Exercise data

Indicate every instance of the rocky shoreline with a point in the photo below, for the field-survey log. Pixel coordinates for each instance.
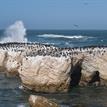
(45, 68)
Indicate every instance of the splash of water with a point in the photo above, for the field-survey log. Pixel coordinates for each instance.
(15, 33)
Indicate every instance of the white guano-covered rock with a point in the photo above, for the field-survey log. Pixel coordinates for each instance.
(39, 101)
(46, 74)
(13, 62)
(3, 55)
(95, 63)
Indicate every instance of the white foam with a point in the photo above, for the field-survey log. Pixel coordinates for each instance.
(62, 36)
(15, 33)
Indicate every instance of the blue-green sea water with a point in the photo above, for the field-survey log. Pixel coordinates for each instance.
(12, 96)
(66, 38)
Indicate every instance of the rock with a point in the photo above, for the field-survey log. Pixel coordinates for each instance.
(39, 101)
(2, 60)
(46, 74)
(90, 65)
(12, 63)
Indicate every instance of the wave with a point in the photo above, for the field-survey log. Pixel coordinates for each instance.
(15, 33)
(62, 36)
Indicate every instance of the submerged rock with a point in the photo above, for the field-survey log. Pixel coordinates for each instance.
(39, 101)
(46, 74)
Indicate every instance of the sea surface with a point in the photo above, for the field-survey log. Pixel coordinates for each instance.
(12, 96)
(66, 38)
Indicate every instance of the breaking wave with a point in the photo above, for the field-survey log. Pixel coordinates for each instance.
(15, 33)
(62, 36)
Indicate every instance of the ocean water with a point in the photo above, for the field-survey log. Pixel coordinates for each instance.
(12, 96)
(66, 38)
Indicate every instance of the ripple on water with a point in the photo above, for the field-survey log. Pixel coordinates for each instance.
(12, 96)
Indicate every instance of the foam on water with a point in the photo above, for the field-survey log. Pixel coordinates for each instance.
(62, 36)
(15, 33)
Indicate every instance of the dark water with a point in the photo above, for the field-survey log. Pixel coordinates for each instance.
(12, 96)
(67, 38)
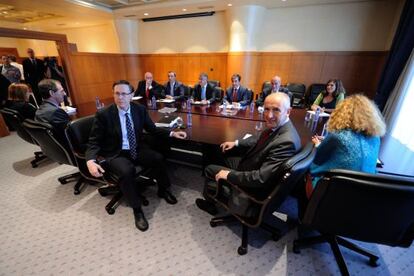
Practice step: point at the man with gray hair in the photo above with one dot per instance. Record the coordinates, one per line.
(275, 86)
(256, 168)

Activity
Reproduce, exactly and with no pictures, the lines from the line containing "Indicate every instance of the ripple" through the closing line of the data above, keeping both ends.

Problem solution
Indicate every instance of the ripple on water with a point in the photo above, for the field-survey log. Pixel coordinates for each instance.
(12, 96)
Indicate every instance of the foam on water with a point in the photo above, for the field-survey log. Pixel coordinates for each instance.
(62, 36)
(15, 33)
Indicate every instance of the dark water with a point in the photo above, for the field-survey log. Pixel coordinates for each instance.
(12, 96)
(67, 38)
Practice step: point at the man with gray hair in the photo above with one dot per instance. Record the coordinates, one per line.
(275, 86)
(256, 168)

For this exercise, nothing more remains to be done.